### Objective
Transcribe, word for word, the line containing "Task: For every instance of the person" and each line following it through the end of the listing below. Omit all other lines.

### Data shown
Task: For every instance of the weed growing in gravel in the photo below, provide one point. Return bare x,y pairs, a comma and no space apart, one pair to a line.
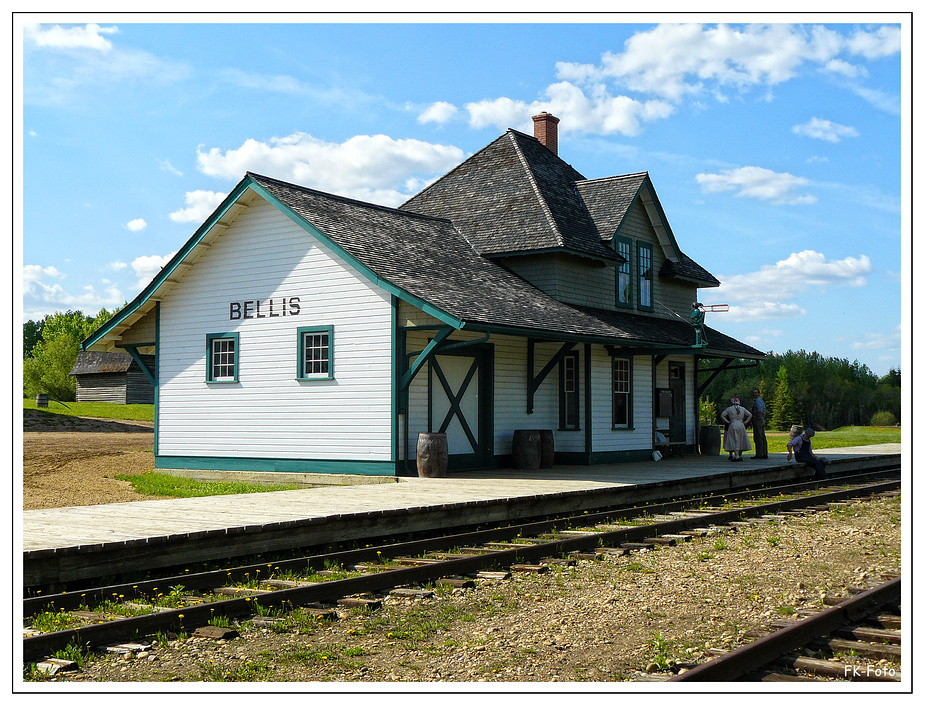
51,621
661,650
257,670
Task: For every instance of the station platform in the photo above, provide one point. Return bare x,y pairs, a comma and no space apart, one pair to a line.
75,543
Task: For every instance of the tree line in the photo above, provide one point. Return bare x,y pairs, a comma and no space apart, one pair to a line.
810,390
798,387
50,348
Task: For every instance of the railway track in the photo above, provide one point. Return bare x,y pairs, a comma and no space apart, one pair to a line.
865,626
183,602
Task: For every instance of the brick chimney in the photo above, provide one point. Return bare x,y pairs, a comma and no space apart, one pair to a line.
545,129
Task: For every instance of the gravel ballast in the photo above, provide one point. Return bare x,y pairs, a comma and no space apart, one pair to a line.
618,619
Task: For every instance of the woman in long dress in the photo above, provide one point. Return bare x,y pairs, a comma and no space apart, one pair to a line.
736,439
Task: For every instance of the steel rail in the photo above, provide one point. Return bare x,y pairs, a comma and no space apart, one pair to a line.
751,657
38,646
207,579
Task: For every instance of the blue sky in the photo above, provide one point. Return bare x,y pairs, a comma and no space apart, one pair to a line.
776,149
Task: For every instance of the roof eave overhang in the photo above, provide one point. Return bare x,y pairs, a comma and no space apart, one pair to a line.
605,259
146,298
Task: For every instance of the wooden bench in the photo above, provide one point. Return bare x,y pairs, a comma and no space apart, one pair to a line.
668,448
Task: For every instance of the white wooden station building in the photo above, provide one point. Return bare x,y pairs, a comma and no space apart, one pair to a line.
299,331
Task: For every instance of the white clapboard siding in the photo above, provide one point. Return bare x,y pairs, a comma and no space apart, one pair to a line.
639,435
510,393
268,413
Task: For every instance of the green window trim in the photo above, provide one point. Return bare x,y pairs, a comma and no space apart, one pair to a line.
645,295
569,393
621,387
223,353
315,353
623,285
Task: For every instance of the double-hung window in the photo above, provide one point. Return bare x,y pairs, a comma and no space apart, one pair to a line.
644,268
316,353
568,393
222,355
622,384
624,293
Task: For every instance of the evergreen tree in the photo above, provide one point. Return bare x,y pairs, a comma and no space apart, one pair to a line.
783,409
53,357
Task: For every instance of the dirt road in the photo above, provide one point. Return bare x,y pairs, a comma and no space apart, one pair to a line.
71,461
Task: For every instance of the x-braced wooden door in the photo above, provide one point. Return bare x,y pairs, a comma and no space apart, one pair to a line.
460,405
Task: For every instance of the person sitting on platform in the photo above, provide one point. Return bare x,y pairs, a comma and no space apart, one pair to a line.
801,446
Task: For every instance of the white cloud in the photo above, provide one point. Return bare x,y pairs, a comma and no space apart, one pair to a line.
199,206
34,273
595,111
755,311
764,294
759,183
41,298
439,112
168,167
368,167
824,130
64,65
146,268
884,41
880,340
676,60
87,37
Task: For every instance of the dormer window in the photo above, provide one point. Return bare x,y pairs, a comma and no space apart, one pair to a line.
644,260
624,283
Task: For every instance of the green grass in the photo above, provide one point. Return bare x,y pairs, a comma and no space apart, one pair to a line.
841,437
99,410
165,485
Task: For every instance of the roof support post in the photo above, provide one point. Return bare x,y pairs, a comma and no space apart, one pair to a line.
534,382
132,350
424,356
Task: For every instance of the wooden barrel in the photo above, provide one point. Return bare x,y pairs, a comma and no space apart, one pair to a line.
433,455
547,448
526,449
710,440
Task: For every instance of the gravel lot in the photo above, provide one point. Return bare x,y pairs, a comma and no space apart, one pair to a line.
69,461
598,621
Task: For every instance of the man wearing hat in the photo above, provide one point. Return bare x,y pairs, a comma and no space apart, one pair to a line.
759,413
801,446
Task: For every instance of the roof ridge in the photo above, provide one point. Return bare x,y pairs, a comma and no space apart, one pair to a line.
344,199
457,167
560,238
644,173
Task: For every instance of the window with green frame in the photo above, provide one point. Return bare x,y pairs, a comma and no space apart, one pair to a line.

### Solution for this task
Task: For every instance of the person sitting on platform in the photo above, provide one point. Return bare x,y pairs, a comma and no space apart, one pair to a line.
801,446
Task: For every instance of the white cloud in the photo above, provide one point. Return bare x,y pairs, a comma and no space apart, one pair to a line.
199,206
34,273
595,111
755,311
764,294
759,183
41,298
439,112
168,167
368,167
824,130
64,65
146,268
884,41
880,340
676,60
87,37
Task: For every instance of the dormer window in the photo above, provide one point. Return bare x,y pairs, a comma and no space apart, one pair to a line.
644,260
624,283
Task: For every instance of the green grass in the photo above, provide one point. Return bare x,y pairs, a comma and no space apart, one pair to a line.
841,437
99,410
165,485
Task: For every instance of the roof support post in the photo above, provide one point. Return bare x,y pairs, a comma and no space apart, one pair to a line.
534,382
132,350
424,356
Task: For every instance of the wooden barrel in the photo above, provide one point. Return bare x,y pairs, a comma and no space apart, one pair to a line.
433,455
547,448
526,449
710,440
Task: For every instance of the gravel lot in the photo above, provide one point. Return bare x,y pairs, a comma and no space apart, one pair to a line.
69,461
598,621
Task: For every instance of the man wearing hat in the photo above, provide one point. Return bare x,y pairs, a comma and no space apart, one pair to a line.
759,413
801,446
Task: For every instance of the roof ridge in the photo above, provide one point. Return bare x,y pairs, a comma and no space apart, one pair to a line.
344,199
457,167
560,238
644,173
Task: For every instance of the window with green frame in the photo above, provide one point. Return bare x,y pairs, a comma and no space apart, one pair to a line.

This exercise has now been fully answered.